_PASSAGE GIVEN_.
»»

Women's
Forum
SHRO-CAIRO WOMEN'S FORUM
on WOMEN'S ROLE IN DEVELOPMENT
From The Sudanese Human Rights Quarterly, Issue No. 1, Summer 1995
The Forum focused
upon the role of rural women in developing Sudanese society in the course
of its evolution. The SHRO-Cairo womens participants included: Fatima
Habani, Rose Kafe, Zeinab Osman, Sulima Yousif, and Gara Osman.
Sulima Yousif, Sudanese Womens Union (SWU)
Speaking for the
Sudanese Womens Union (SWU), Sulima Yousif explained that the contribution
of women with men in nearly all roles of life is started up with activities
such as building huts [as a stereotyped home] all over the country. Other
activities include farming and raising cattle, using their products, and
looking after the husband, children and the other member of the family.
An example of the
capacity of rural women in development, despite their limited resources,
is illustrated in the process of house building. The women use sources
from the surrounding environment, such as wood, ropes, the local materials
of palm trees, and soil. They also use camel wool and goats hair to make
carpets and other handicrafts like baskets, cleaning instruments, etc.
Some of these manufactured
products are sold to generate income. Women work competently with men
in agriculture and even succeed more than men in processes like selling,
savings, drying vegetables and fruits to make drinks, using corn to produce
the local Sudanese drink Hilo-Mur, and manufacturing with
cotton family clothes to save money.
A rural woman participates
actively as labor force in the cultivation and picking-up of cotton cash
crop. She brings drilled water from deep wells or nearby rivers. She utilizes
cotton threads to lighten gas lamps and she uses milk obtained from cattle
to make butter and yogurt and sell them in the nearby villages. With the
money gained, she could buy a piece of gold for her ornaments.
In the south and
east of Sudan, women play a significant role in development by harnessing
natural resources for their needs. It is concluded that the women through
Bedouins or rural citizens with low educational attainment constitute
a promising force for economic development.

««

_WHAT YOU HAVE TO DO_.
Answer these questions from the report on the women's forum:
1. In which publication did the report appear?
2. Which organization did Sulima Yousif speak for?
3. What local Sudanese drink do women make from corn?
The entries that follow have no connection to the forum report above.

_DATASET ROWS_.

»»

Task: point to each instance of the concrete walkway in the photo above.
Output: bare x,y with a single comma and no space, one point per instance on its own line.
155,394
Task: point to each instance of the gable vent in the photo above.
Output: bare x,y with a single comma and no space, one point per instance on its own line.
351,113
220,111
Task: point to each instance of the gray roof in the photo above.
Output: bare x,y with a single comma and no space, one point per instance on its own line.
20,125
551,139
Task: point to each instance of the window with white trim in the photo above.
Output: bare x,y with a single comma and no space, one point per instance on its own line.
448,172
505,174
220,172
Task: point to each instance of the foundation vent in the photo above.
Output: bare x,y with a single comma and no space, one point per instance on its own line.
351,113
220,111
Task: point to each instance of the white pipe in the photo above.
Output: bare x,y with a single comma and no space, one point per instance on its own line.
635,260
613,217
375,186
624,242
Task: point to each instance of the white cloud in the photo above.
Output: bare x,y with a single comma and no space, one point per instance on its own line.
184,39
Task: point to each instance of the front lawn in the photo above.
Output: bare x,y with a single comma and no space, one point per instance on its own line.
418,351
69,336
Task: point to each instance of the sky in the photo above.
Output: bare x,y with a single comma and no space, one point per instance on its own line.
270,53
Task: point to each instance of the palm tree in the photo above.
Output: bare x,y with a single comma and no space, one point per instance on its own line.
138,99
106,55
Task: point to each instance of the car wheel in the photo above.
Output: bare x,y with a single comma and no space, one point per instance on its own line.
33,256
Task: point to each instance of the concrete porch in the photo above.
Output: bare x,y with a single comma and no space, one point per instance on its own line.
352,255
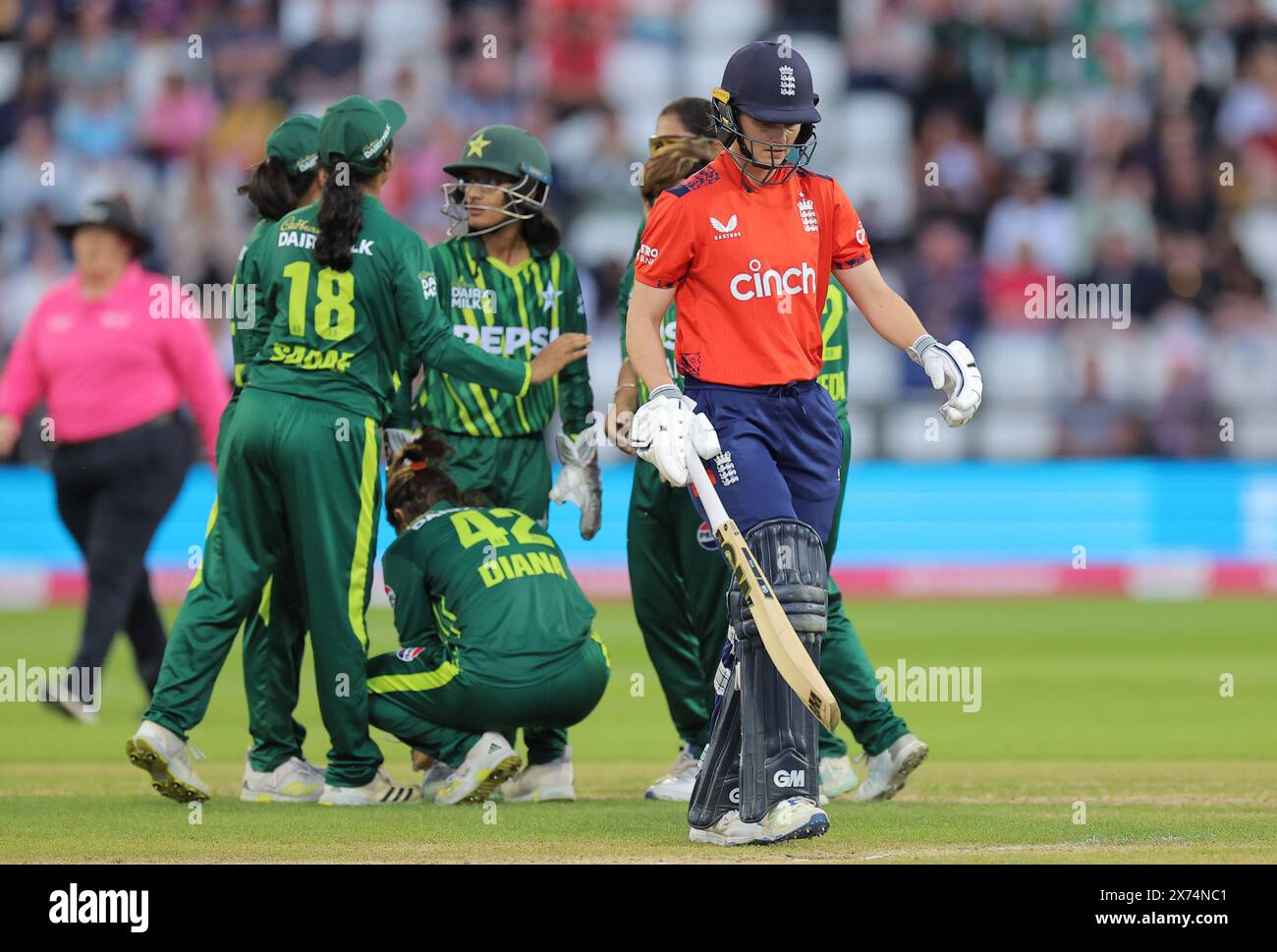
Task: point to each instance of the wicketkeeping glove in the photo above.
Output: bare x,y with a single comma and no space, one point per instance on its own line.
953,369
579,480
663,425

««

_COMPLETED TASK_.
1. The Sudanese Human Rights Quarterly, Issue No. 1, Summer 1995.
2. The Sudanese Womens Union (SWU).
3. Hilo-Mur.